Extracted records:
-*-*-
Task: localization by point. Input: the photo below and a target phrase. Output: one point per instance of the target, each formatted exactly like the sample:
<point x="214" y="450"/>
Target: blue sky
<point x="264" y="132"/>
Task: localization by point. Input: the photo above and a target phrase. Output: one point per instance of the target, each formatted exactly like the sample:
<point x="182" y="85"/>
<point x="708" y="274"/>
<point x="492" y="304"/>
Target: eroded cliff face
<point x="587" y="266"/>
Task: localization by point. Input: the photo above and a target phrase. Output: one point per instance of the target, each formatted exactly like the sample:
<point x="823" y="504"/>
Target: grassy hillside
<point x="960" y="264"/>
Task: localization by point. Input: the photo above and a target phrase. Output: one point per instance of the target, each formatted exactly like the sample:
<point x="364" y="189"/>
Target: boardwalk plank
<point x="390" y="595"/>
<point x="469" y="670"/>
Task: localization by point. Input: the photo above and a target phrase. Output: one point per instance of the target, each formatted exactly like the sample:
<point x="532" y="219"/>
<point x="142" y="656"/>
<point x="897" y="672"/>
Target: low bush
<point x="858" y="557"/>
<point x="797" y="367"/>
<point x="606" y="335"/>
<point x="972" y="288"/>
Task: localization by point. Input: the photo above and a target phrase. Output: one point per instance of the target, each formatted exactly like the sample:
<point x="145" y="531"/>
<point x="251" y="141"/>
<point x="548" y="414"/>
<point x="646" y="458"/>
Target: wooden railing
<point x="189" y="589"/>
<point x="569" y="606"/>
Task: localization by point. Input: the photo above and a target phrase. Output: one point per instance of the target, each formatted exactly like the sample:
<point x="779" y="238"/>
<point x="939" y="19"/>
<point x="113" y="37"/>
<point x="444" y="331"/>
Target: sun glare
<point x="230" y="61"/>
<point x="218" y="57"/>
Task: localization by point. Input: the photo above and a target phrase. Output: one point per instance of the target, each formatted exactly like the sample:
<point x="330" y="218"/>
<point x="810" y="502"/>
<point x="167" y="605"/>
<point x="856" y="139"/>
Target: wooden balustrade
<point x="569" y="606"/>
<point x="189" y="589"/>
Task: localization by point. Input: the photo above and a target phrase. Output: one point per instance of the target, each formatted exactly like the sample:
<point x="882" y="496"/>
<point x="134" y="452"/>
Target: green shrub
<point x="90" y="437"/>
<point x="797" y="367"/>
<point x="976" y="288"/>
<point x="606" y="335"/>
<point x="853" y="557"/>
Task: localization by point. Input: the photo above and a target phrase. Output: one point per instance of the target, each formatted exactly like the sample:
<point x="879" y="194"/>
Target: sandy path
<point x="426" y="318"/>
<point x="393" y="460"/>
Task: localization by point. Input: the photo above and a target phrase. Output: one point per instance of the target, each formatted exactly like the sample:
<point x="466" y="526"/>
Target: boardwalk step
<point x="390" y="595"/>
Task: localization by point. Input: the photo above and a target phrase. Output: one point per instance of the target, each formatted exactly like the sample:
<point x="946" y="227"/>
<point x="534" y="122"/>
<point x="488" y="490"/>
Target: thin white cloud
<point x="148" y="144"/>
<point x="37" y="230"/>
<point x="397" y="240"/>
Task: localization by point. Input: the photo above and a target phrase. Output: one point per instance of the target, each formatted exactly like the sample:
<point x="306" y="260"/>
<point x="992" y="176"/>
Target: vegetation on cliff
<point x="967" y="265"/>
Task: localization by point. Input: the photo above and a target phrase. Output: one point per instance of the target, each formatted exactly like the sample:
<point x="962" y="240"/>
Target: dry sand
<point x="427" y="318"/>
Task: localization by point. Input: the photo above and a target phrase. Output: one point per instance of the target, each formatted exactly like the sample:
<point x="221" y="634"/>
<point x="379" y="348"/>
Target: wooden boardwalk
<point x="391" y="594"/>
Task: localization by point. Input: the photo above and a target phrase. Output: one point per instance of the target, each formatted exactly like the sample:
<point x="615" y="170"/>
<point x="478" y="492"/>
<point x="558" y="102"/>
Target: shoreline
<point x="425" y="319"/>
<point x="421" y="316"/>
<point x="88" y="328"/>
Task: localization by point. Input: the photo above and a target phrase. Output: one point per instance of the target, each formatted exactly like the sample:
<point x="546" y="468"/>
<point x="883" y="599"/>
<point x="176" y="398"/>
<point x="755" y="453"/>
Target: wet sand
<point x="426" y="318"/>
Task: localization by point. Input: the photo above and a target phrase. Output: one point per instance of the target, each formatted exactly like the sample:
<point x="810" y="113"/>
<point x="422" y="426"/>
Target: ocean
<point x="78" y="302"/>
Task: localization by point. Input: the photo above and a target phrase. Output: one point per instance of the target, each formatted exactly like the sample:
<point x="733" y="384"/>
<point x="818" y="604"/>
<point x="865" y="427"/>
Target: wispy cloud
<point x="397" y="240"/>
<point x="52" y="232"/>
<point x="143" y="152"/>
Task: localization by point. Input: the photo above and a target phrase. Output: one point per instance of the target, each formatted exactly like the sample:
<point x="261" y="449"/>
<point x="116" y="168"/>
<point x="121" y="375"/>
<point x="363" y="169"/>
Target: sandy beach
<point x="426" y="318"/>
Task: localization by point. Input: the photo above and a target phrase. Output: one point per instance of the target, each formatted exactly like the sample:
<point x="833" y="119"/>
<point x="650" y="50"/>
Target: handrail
-*-*-
TASK STATEMENT:
Please make an exact copy of the entries, down to the last character.

EXERCISE SOLUTION:
Task: localization by point. Input: the photo below and a target phrase. Output: one point per instance of the target, each formatted exactly like the sample:
<point x="214" y="450"/>
Target: blue sky
<point x="264" y="132"/>
Task: localization by point. Input: the photo above and a target phrase. Output: one point per instance of the target, each formatted exactly like the sample:
<point x="182" y="85"/>
<point x="708" y="274"/>
<point x="492" y="304"/>
Target: eroded cliff face
<point x="587" y="266"/>
Task: localization by point. Input: the photo above and a target phrase. Output: one point per instance of the target, each formatted exactly like the sample:
<point x="823" y="504"/>
Target: grassy hillside
<point x="960" y="264"/>
Task: localization by point. Input: the photo above and a target phrase. Output: one point per instance of the target, each formatted exactly like the sample:
<point x="364" y="189"/>
Target: boardwalk plank
<point x="390" y="595"/>
<point x="469" y="670"/>
Task: localization by point. Input: the photo above and a target phrase. Output: one point per instance of the target, each formatted exactly like the sample:
<point x="532" y="219"/>
<point x="142" y="656"/>
<point x="897" y="672"/>
Target: low bush
<point x="858" y="557"/>
<point x="797" y="367"/>
<point x="606" y="335"/>
<point x="972" y="288"/>
Task: localization by point. Input: the photo above and a target phrase. Output: one point per instance of the target, each formatted exactly like the sample:
<point x="145" y="531"/>
<point x="251" y="141"/>
<point x="548" y="414"/>
<point x="646" y="458"/>
Target: wooden railing
<point x="189" y="589"/>
<point x="569" y="606"/>
Task: localization by point. Input: the photo above and a target phrase. Output: one point per instance of the target, each formatted exactly like the sample:
<point x="779" y="238"/>
<point x="939" y="19"/>
<point x="113" y="37"/>
<point x="444" y="331"/>
Target: sun glare
<point x="230" y="61"/>
<point x="218" y="57"/>
Task: localization by point. Input: the photo above and a target phrase. Output: one point per instance of the target, each formatted exactly like the sample:
<point x="330" y="218"/>
<point x="810" y="502"/>
<point x="167" y="605"/>
<point x="856" y="139"/>
Target: wooden balustrade
<point x="569" y="606"/>
<point x="189" y="589"/>
Task: localization by point. Input: the photo above and a target phrase. Output: one point per instance of the target, each formatted exactly like the sample:
<point x="882" y="496"/>
<point x="134" y="452"/>
Target: green shrub
<point x="90" y="437"/>
<point x="797" y="367"/>
<point x="976" y="288"/>
<point x="606" y="335"/>
<point x="853" y="557"/>
Task: localization by point. Input: the photo above and a target phrase. Output: one point per instance of the target, each formatted exactly like the sample:
<point x="879" y="194"/>
Target: sandy path
<point x="426" y="318"/>
<point x="393" y="460"/>
Task: localization by point. Input: the photo above and a target phrase. Output: one point per instance of the target, each formatted exactly like the sample:
<point x="466" y="526"/>
Target: boardwalk step
<point x="390" y="595"/>
Task: localization by point. Input: the photo above and a target phrase. Output: one point per instance of the target, each formatted exactly like the sample:
<point x="946" y="227"/>
<point x="534" y="122"/>
<point x="488" y="490"/>
Target: thin white cloud
<point x="148" y="144"/>
<point x="37" y="230"/>
<point x="397" y="240"/>
Task: localization by point. Input: the photo above and a target phrase. Output: one point per instance of the target, each formatted exactly like the sample:
<point x="306" y="260"/>
<point x="992" y="176"/>
Target: vegetation on cliff
<point x="967" y="265"/>
Task: localization by point. Input: the photo above and a target phrase. Output: one point per instance of the target, each formatted exactly like the sample:
<point x="962" y="240"/>
Target: dry sand
<point x="427" y="318"/>
Task: localization by point. Input: the photo above and a target phrase. Output: one point per instance of the target, each formatted exactly like the sample:
<point x="221" y="634"/>
<point x="379" y="348"/>
Target: wooden boardwalk
<point x="391" y="594"/>
Task: localization by point. Input: the photo above and a target phrase. Output: one point per instance of the target, each formatted exactly like the sample:
<point x="615" y="170"/>
<point x="478" y="492"/>
<point x="558" y="102"/>
Target: shoreline
<point x="425" y="319"/>
<point x="421" y="316"/>
<point x="88" y="328"/>
Task: localization by point. Input: the photo above and a target phrase. Output: one point per instance of the target, each formatted exactly like the sample:
<point x="546" y="468"/>
<point x="883" y="599"/>
<point x="176" y="398"/>
<point x="755" y="453"/>
Target: wet sand
<point x="426" y="318"/>
Task: localization by point. Input: the photo above and a target phrase. Output: one point per instance of the target, each formatted exactly like the sample:
<point x="810" y="113"/>
<point x="422" y="426"/>
Target: ocean
<point x="78" y="302"/>
Task: localization by point. Input: the photo above and a target phrase. Output: one point per instance of the target, each formatted exactly like the sample:
<point x="733" y="384"/>
<point x="818" y="604"/>
<point x="865" y="427"/>
Target: wispy cloud
<point x="397" y="240"/>
<point x="52" y="232"/>
<point x="143" y="152"/>
Task: localization by point. Input: the photo above and a target phrase. Output: one point per instance of the target, each formatted exactly like the sample:
<point x="261" y="449"/>
<point x="116" y="168"/>
<point x="121" y="375"/>
<point x="363" y="169"/>
Target: sandy beach
<point x="426" y="318"/>
Task: localization by point. Input: the photo above and a target phrase. Output: one point per instance of the target, each formatted exactly like the sample:
<point x="833" y="119"/>
<point x="650" y="50"/>
Target: handrail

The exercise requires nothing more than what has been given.